* _TASK TO CARRY OUT_:
Show each line of the items below that contains the word "hood", copied in full.

* _MATERIAL PROVIDED_:
>>>

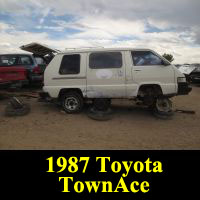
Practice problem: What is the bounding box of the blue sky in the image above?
[0,0,200,63]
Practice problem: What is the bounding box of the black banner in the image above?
[0,150,200,200]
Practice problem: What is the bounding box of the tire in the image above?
[87,106,113,121]
[5,103,31,117]
[93,99,111,111]
[10,97,23,109]
[152,98,174,119]
[61,92,83,114]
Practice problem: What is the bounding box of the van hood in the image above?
[20,42,60,56]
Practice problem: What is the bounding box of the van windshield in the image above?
[0,55,18,67]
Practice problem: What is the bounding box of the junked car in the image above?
[41,48,191,116]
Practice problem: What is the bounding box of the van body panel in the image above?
[87,51,126,98]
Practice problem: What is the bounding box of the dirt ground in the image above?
[0,86,200,149]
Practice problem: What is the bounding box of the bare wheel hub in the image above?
[156,98,172,112]
[65,97,79,111]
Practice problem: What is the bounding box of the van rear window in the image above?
[59,54,81,74]
[89,52,122,69]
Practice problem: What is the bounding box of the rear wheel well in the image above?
[138,84,163,97]
[58,88,83,100]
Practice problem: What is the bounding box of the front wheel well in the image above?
[58,88,83,100]
[138,84,163,97]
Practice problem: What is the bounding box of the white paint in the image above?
[96,69,113,79]
[178,66,196,75]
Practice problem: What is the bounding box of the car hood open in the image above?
[20,42,60,56]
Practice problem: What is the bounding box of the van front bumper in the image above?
[178,82,192,95]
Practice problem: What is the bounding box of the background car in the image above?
[0,54,47,84]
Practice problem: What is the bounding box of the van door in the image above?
[87,51,126,98]
[130,50,176,94]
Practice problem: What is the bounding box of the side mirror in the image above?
[162,60,171,66]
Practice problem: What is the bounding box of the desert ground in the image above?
[0,85,200,150]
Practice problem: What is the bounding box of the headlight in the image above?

<<<

* _RESPONSE TO THE TASK_:
Practice problem: What is the bounding box of the van hood in the image above?
Practice problem: What is the bounding box of the car hood open in the image above?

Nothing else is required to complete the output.